Would you output the following records verbatim and skip the images in them?

------ INPUT MATERIAL

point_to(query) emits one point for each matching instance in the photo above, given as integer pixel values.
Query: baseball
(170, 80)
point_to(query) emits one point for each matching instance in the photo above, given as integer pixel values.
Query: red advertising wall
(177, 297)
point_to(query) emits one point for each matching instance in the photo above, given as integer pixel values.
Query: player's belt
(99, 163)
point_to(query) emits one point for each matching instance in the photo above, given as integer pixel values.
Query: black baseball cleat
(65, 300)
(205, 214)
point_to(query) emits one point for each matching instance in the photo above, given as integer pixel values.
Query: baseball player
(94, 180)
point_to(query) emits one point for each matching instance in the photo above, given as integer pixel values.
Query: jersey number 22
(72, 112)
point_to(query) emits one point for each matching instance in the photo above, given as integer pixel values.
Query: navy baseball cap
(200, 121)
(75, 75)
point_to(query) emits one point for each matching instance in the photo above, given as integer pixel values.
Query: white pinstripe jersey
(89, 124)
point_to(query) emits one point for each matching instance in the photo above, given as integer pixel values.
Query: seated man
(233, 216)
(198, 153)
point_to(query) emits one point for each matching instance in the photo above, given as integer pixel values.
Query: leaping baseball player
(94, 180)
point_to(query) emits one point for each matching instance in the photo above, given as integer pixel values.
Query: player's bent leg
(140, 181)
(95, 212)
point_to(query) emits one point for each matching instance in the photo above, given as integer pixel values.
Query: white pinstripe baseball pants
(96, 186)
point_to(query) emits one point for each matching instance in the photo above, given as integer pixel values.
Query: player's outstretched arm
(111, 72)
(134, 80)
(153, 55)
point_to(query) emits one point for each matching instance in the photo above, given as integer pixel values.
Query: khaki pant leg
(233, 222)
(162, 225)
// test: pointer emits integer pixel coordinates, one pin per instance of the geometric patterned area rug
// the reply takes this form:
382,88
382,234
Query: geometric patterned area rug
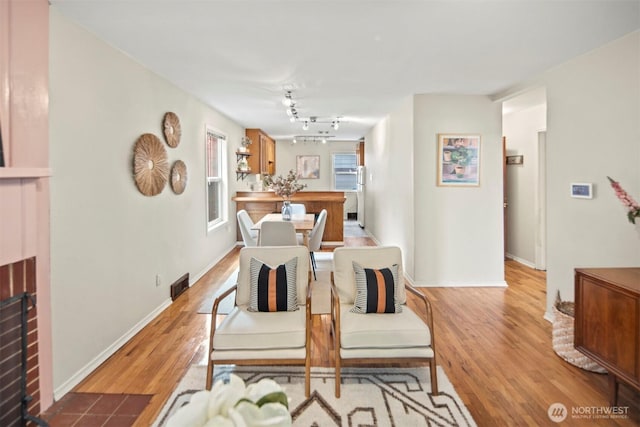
389,397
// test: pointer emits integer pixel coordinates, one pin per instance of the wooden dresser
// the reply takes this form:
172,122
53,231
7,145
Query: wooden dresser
607,322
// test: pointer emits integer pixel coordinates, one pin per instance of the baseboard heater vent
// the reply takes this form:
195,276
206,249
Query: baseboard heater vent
179,286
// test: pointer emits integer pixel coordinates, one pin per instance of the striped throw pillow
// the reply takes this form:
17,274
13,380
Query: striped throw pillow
376,290
273,288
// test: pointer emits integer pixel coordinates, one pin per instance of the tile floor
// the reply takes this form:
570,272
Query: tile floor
95,409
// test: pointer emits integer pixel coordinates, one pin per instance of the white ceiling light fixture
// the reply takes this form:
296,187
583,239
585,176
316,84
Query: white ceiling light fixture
287,101
311,138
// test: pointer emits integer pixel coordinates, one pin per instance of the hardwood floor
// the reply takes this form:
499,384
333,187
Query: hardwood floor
493,344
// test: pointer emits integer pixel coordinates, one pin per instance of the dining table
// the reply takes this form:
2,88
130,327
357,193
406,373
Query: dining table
302,223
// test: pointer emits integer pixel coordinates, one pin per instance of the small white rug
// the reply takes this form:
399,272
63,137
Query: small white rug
393,397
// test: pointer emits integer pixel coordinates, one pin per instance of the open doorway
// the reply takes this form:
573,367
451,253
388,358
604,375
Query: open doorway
524,128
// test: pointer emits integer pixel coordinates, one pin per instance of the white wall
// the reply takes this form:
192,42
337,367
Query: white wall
389,189
593,130
458,230
108,241
521,131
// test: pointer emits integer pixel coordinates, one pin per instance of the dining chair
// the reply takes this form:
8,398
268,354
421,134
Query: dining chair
315,238
277,233
249,236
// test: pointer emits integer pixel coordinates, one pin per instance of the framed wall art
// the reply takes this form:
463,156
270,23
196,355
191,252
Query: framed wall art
582,190
458,160
308,167
515,160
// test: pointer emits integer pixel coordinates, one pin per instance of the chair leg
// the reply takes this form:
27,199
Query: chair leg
434,377
338,372
313,264
209,373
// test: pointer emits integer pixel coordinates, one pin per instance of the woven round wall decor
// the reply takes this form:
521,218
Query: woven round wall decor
178,179
150,165
172,130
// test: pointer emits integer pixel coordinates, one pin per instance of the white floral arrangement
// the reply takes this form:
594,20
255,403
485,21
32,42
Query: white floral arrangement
233,404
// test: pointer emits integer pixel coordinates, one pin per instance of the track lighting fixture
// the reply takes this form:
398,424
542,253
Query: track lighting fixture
288,100
311,138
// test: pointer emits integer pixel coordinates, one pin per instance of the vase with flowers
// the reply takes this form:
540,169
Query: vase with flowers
285,187
235,404
245,143
633,208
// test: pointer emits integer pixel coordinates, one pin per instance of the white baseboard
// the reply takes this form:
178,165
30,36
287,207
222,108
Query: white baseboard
498,284
521,261
76,378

------------

SOLUTION TO THIS EXERCISE
point_to(query) emits one point for each matching instance in the photo above, given as integer pixel values.
Query: baseball
(170, 80)
point_to(query) emits one point for each matching instance in the photo above, given as integer pixel values.
Query: red advertising wall
(177, 297)
point_to(query) emits one point for each matching instance in the photo above, given as integer pixel values.
Query: player's belt
(99, 163)
point_to(query) emits one point for each matching instance in the photo above, given as integer pixel values.
Query: black baseball cleat
(65, 300)
(205, 214)
point_to(query) emits one point for each matching instance in the photo above, given as integer pixel values.
Query: baseball player
(94, 180)
point_to(query) emits one point for each matching instance in the photo above, given as integer pixel values.
Query: jersey number 22
(72, 112)
point_to(query) emits one point for each matching instance in the photo above, given as integer pixel values.
Query: navy baseball cap
(200, 121)
(75, 75)
point_to(query) emits one point for each matching instance in the photo above, given as integer pixel values.
Query: white pinstripe jersey
(89, 124)
point_to(query) emits one point for each matching instance in the photo above, given as integer pixel values.
Query: seated man
(233, 216)
(198, 153)
point_to(query) emits one point for each matching instance in the photo above, given as integer pixel values.
Query: leaping baseball player
(94, 180)
point_to(query) emits one point for each matching instance in the photo above, given as integer pixel values.
Query: player's bent leg
(140, 181)
(95, 212)
point_to(query) emits one point for each matching instance in the photo above, given as integer pixel values.
Query: white pinstripe baseball pants
(96, 186)
point_to(query) emits one point for each matching instance in the photo above, given as integer pixel values.
Query: player's outstretched arm
(111, 72)
(134, 80)
(153, 55)
point_to(query) emits one point for each matching instance in the photo above, given as integer pixel values.
Query: khaki pant leg
(233, 222)
(162, 225)
// test: pointer emits integer pixel coordinates, one pin per instance of the geometric patterned area rug
// the reply takes this form:
382,88
382,234
Query: geometric patterned area rug
389,397
// test: pointer emits integer pixel coordinates, one pin per instance of the wooden dresser
// the reply takes this form:
172,122
53,231
7,145
Query: wooden dresser
607,322
// test: pointer emits integer pixel coordinates, one pin per instance of the baseboard heater vent
// the reply takes this form:
195,276
206,249
Query: baseboard heater vent
179,286
// test: pointer emits integer pixel coordinates, one pin per instance of the striped throw pillow
// the reply takes this form:
17,274
13,380
Query: striped throw pillow
376,290
273,288
// test: pointer emits integer pixel coordinates, one pin per instance of the tile floor
// the reply takes this form:
570,272
Query: tile floor
95,409
// test: pointer emits integer pixel coordinates, one pin per instance of the white ceiling light fixture
// the reply takes this form:
296,187
583,239
585,176
316,84
Query: white ceiling light fixture
287,101
311,138
// test: pointer emits integer pixel coordinates, one pin per instance of the hardwood floor
// the reply takes this form:
499,384
333,187
Query: hardwood floor
493,344
// test: pointer emits integer pixel coordinates, one pin per instance of the dining table
// the reply takes this form:
2,88
130,327
357,193
406,373
Query: dining table
302,223
// test: pointer emits integer pixel coordinates, one pin per instance of the small white rug
// the reply takes this form:
399,272
63,137
Query: small white rug
393,397
// test: pointer emits integer pixel coordinates, one pin per instance of the open doorway
// the reply takes this form:
573,367
451,253
388,358
604,375
Query: open doorway
524,128
// test: pointer emits integer pixel coordinates, one pin per instance of the white wall
// the reply takes this form:
192,42
337,367
Query: white wall
389,189
593,130
458,230
108,241
521,131
// test: pointer emits integer pixel coordinates, one pin per instance of the dining chair
// the reply takes this form:
8,398
268,354
421,134
Query: dining chair
315,238
277,233
249,236
// test: pointer emits integer pixel coordinates, one pin per instance of the framed wall art
// the reply takes this form:
463,156
270,23
196,355
191,252
Query: framed wall art
582,190
458,160
308,167
515,160
// test: pointer emits integer pixel coordinates, one pin per instance of the chair leg
// the reply takes this form:
27,199
Query: chair leg
434,377
338,372
313,264
209,373
// test: pointer emits integer pixel coordinates, one pin per instance of the woven round wall decor
// the reply takes this form:
521,218
Query: woven round wall decor
178,179
150,165
172,130
// test: pointer emits integer pixel coordinates, one pin per instance of the white floral arrangement
// the reply takes this form:
594,20
255,403
485,21
32,42
Query: white floral arrangement
233,404
// test: pointer emits integer pixel coordinates, one pin per instance of the track lighting fixture
// the reply takes this form:
398,424
542,253
Query: track lighting fixture
288,100
311,138
// test: pointer emits integer pixel coordinates, one pin per instance of the vase with flowers
// the reply takes this form:
540,169
Query: vase with flowers
285,187
235,404
245,143
633,208
// test: pointer emits integer pixel coordinates, one pin per instance of the white baseboard
// the reply takes this form:
178,165
30,36
287,207
222,108
Query: white baseboard
498,284
521,261
76,378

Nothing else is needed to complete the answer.